## begin The input

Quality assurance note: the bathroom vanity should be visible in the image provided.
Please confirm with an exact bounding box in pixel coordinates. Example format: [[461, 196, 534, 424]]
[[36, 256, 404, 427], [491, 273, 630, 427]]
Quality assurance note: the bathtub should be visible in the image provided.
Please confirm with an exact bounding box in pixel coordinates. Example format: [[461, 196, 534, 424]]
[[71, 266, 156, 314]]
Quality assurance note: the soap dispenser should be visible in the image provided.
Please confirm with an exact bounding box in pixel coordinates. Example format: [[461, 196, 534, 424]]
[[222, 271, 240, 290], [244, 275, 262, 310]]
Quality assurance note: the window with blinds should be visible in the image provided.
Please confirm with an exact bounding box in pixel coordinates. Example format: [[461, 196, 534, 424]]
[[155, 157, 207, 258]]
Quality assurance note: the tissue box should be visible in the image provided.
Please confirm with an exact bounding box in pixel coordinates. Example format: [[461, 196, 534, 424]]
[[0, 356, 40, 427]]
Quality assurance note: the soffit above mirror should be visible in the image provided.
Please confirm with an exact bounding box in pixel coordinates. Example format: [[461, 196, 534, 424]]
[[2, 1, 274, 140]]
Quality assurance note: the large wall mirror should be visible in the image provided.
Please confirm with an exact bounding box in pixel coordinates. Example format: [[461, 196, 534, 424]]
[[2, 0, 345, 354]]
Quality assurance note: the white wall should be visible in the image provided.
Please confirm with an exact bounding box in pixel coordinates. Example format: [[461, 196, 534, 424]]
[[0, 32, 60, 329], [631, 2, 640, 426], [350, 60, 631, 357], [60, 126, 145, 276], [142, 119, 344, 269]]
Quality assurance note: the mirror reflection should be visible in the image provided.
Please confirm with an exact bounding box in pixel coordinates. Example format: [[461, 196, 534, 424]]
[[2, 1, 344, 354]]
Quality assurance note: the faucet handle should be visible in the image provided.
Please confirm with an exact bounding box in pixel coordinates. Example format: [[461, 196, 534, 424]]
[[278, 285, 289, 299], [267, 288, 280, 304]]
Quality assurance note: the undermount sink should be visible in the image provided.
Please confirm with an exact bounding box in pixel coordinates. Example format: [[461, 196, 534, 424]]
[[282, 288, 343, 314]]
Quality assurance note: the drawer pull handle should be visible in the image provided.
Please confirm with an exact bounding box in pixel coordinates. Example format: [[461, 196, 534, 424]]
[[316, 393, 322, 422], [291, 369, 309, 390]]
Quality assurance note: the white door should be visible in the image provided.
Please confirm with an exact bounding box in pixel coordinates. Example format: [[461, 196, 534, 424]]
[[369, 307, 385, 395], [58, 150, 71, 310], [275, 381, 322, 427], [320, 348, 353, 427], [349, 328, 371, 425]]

## end The input

Reproduce the material above verbatim, every line in its original order.

Quality assurance note: the bathroom vanity should be visible in the image provided.
Please confirm with an exact bounding box in pixel coordinates. Example format: [[461, 196, 534, 424]]
[[36, 256, 404, 427], [491, 273, 630, 427]]
Quality assurance note: the bathtub should be visible in the image provided.
Please confirm with an exact bounding box in pixel coordinates. Example format: [[461, 196, 534, 424]]
[[71, 266, 156, 314]]
Quality assurance note: the soap dispenser should be visible in the image provided.
Please confirm with an exact bounding box in pixel coordinates. Example format: [[461, 196, 534, 424]]
[[222, 271, 240, 290], [244, 275, 262, 310]]
Quality assurance note: the window with blinds should be visible in the image provided.
Please confirm with an exact bounding box in pixel coordinates. Example format: [[461, 196, 534, 424]]
[[155, 157, 207, 258]]
Quality assurance note: the tissue box should be visible in the image provided.
Please confirm with an exact bounding box in pixel coordinates. Example format: [[461, 196, 534, 424]]
[[0, 356, 40, 427]]
Quality assurance note: the soffit above mirror should be visible in the image provided.
Please confirm with an exact bounding box in pixel coordinates. Example format: [[461, 196, 534, 424]]
[[2, 1, 274, 140]]
Quality assurance note: the large wall mirror should be visible in the image provided.
Please confirm with an exact bounding box in pixel coordinates. Example format: [[461, 196, 534, 424]]
[[2, 0, 345, 354]]
Quality assurance note: the white wall should be visible in the image provided.
Please confirm with an exact bounding box in pixel coordinates. Example format: [[461, 196, 534, 424]]
[[0, 32, 60, 329], [631, 2, 640, 426], [350, 60, 631, 357], [60, 126, 145, 276], [142, 119, 344, 269]]
Quality assurance note: the mirror reflection should be visible in the image provided.
Please confirm with an exact bounding box in pixel coordinates. Example format: [[461, 196, 534, 424]]
[[2, 1, 344, 354]]
Quality assurance note: the faucet handle should be visible in the image provided.
Please confirm with an exact bounding box in pixel coordinates. Example format: [[461, 196, 534, 424]]
[[278, 285, 289, 299], [267, 288, 280, 304]]
Quality assurance note: the undermount sink should be visible in the image provided.
Please confirm with an exact bounding box in pixel coordinates. Example format: [[461, 196, 534, 424]]
[[282, 288, 343, 314]]
Quality assurance note: the drawer pull handle should be visible in the image provided.
Please confirm with an exact bounding box in pixel coordinates. Example format: [[461, 196, 534, 424]]
[[316, 393, 322, 422], [291, 369, 309, 390]]
Quality assurance note: the white door should be visible in the image provided.
Please confirm with an exact bounding box in pixel coordinates. Example format: [[461, 196, 534, 424]]
[[369, 307, 385, 395], [58, 150, 71, 310], [275, 381, 322, 427], [320, 348, 353, 427], [349, 328, 371, 425]]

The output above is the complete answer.